■ PAGE ■
━━━━━━

Québec solidaire fut fondé en 2006 comme une sorte de « front uni politique » regroupant les courants progressistes et de gauche voulant s’opposer au néolibéralisme. Cette stratégie, inspirée directement de l’exemple du mouvement altermondialiste et de son approche de « convergence dans la diversité », a permis de fonder un parti de gauche distinct et opposé au « néo-libéralisme à visage humain » du Parti québécois. Volontairement, la question de la finalité de la lutte contre le néo-libéralisme fut mise de côté pour favoriser la plus grande unité possible. Aujourd’hui, cette stratégie de la gauche politique québécoise se doit d’évoluer, car la conjoncture a elle aussi évoluée. Dans la démarche actuelle d’élaboration du programme, iI faudrait approfondir la base d’unité de Québec solidaire en adoptant la perspective de dépassement du capitalisme.
Il ne s’agit pas d’éliminer le caractère unitaire de Québec solidaire mais plutôt de faire évoluer ce « front uni politique » vers l’écosocialisme. Ce choix stratégique n’exclut nullement la recherche de l’unité d’action la plus large dans les luttes sociales et politiques. Il est, au contraire, la condition pour mettre en action des politiques d’alliance, autant ponctuelles qu’électorales, qui ne soient pas contradictoires et déroutantes, mais plutôt des jalons vers l’atteinte de ce notre projet social.
Un parti anticapitaliste et unitaire s’inscrivant dans un large mouvement social contre le néolibéralisme, voilà nous semble-t-il, la stratégie que doit adopter un parti de gauche dans le nouveau cycle politique enclenché par la crise du néolibéralisme.
En mai 2009, Québec solidaire publiait un manifeste qui posait la question suivante : « Pour sortir de la crise, faut-il dépasser le capitalisme ? ». Un an plus tard, le débat reprend exactement où l’a laissé le manifeste. Dans le cahier de participation à la phase 2 des débats sur le programme, cahier intitulé « Pour une société solidaire et écologique », la Commission politique de QS adopte comme point de départ cette importante question énoncée par le manifeste et la rend encore plus explicite.
« Québec solidaire a entamé une réflexion sur la crise dans son manifeste du 1er mai 2009, intitulé « Pour sortir de la crise : dépasser le capitalisme ? » En élaborant notre programme, nous devons préciser la nature de ce système ainsi que ses limites et poser la question, à savoir si le capitalisme, basé sur la recherche du profit privé et sur l’exploitation irresponsable de la nature, n’est pas devenu l’obstacle principal au progrès social et à l’établissement d’un rapport sain avec l’environnement. Il faut donc un débat sérieux sur la question, afin de déterminer si les problèmes que nous vivons comme société peuvent être corrigés par des réformes qui respectent la logique de ce système, ou s’il faut adopter comme perspective son dépassement. » [1]
Pour bien camper cette discussion fondamentale, le cahier de participation formule une série de questions sur les thèmes de l’économie, de l’environnement, de l’agriculture et des relations de travail. Ainsi s’amorce dans QS une période de huit mois de débats qui devrait se conclure par l’adoption de la deuxième tranche du programme au début de 2011.

━━━━━━

Reproduisez mot pour mot le passage du texte sur Québec solidaire qui commence aux mots « Un parti anticapitaliste » et s'arrête après les mots « crise du néolibéralisme. ». La liste ci-dessous provient d'une autre source.

━━━━━━

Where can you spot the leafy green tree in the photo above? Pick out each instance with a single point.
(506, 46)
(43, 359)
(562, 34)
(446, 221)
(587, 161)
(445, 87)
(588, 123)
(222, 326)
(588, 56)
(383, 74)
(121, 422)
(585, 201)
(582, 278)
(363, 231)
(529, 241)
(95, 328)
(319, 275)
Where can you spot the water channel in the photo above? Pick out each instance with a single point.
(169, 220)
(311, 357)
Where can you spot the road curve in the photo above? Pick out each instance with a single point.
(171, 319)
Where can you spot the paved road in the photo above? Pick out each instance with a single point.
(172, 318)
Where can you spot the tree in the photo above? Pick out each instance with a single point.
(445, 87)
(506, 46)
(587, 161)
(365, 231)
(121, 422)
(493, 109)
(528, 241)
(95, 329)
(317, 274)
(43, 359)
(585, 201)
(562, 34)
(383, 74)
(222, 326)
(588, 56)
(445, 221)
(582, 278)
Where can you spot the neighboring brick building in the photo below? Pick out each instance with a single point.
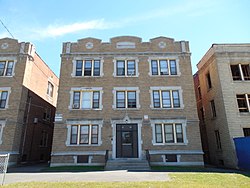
(129, 97)
(28, 94)
(223, 96)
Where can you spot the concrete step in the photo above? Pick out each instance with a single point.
(127, 164)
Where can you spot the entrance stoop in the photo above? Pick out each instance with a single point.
(127, 164)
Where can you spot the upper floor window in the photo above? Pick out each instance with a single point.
(243, 102)
(163, 67)
(209, 82)
(212, 104)
(126, 98)
(4, 93)
(86, 98)
(84, 134)
(125, 67)
(6, 68)
(166, 97)
(87, 67)
(50, 89)
(240, 71)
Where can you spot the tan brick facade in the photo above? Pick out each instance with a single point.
(229, 121)
(24, 77)
(108, 116)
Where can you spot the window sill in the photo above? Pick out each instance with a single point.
(169, 144)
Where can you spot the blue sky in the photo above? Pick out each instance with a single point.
(49, 23)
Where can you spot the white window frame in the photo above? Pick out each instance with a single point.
(170, 121)
(85, 89)
(8, 59)
(126, 59)
(169, 88)
(83, 122)
(8, 89)
(73, 74)
(2, 125)
(168, 58)
(126, 89)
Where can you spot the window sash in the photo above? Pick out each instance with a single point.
(3, 99)
(120, 68)
(169, 133)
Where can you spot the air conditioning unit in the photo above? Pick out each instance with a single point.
(76, 105)
(35, 120)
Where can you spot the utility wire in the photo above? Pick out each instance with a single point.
(7, 29)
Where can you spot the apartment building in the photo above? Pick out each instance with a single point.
(126, 99)
(28, 96)
(223, 97)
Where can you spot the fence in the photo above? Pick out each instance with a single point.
(3, 166)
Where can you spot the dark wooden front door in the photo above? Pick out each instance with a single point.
(126, 141)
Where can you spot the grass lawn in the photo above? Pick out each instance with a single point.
(187, 179)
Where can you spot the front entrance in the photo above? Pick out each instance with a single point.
(127, 141)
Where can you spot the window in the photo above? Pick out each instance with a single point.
(212, 104)
(171, 158)
(125, 68)
(243, 102)
(84, 134)
(209, 82)
(169, 133)
(166, 99)
(44, 139)
(163, 67)
(6, 68)
(3, 99)
(87, 68)
(50, 89)
(217, 137)
(86, 100)
(126, 99)
(246, 131)
(240, 71)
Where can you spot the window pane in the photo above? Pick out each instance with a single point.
(166, 101)
(94, 136)
(169, 136)
(84, 132)
(120, 99)
(158, 133)
(235, 72)
(96, 97)
(73, 139)
(164, 67)
(176, 99)
(179, 134)
(242, 103)
(96, 68)
(246, 71)
(120, 68)
(87, 68)
(173, 69)
(3, 99)
(131, 99)
(2, 67)
(76, 100)
(9, 68)
(154, 67)
(86, 100)
(78, 68)
(131, 68)
(156, 99)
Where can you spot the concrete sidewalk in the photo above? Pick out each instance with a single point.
(97, 176)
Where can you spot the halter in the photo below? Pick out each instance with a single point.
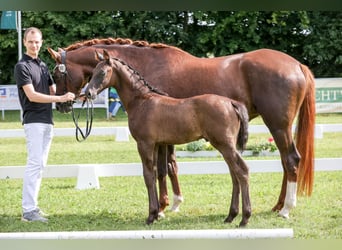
(89, 108)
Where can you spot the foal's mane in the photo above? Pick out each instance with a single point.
(118, 41)
(140, 77)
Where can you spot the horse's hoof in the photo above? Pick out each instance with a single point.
(177, 200)
(161, 214)
(278, 207)
(151, 219)
(228, 220)
(243, 224)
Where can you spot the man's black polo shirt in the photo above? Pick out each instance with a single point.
(35, 72)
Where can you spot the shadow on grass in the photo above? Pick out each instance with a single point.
(105, 221)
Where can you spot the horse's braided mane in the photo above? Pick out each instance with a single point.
(120, 41)
(140, 77)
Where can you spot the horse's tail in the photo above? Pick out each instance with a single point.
(305, 136)
(242, 113)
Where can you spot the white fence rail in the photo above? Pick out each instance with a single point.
(122, 133)
(88, 174)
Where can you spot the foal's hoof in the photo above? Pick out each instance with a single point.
(150, 219)
(243, 224)
(228, 220)
(278, 207)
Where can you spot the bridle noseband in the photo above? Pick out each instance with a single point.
(89, 107)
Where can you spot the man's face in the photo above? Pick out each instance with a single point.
(33, 42)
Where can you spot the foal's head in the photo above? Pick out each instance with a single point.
(103, 75)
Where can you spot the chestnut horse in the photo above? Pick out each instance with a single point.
(220, 120)
(270, 83)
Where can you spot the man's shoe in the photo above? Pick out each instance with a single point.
(33, 216)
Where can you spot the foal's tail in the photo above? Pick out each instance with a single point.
(242, 113)
(305, 136)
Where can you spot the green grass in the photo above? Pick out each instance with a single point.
(121, 204)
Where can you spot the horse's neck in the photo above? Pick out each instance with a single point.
(132, 87)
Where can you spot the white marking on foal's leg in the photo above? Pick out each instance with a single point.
(177, 200)
(161, 215)
(290, 199)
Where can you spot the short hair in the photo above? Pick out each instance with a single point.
(32, 30)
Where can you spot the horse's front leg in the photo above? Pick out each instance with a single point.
(173, 175)
(148, 157)
(242, 173)
(234, 203)
(162, 173)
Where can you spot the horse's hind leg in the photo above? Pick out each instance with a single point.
(234, 203)
(173, 175)
(290, 159)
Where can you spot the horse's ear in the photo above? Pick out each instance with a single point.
(55, 55)
(98, 56)
(106, 54)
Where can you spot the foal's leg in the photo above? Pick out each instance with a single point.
(240, 176)
(173, 175)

━━━━━━

■ RÉPONSE RÉDIGÉE ■
Un parti anticapitaliste et unitaire s’inscrivant dans un large mouvement social contre le néolibéralisme, voilà nous semble-t-il, la stratégie que doit adopter un parti de gauche dans le nouveau cycle politique enclenché par la crise du néolibéralisme.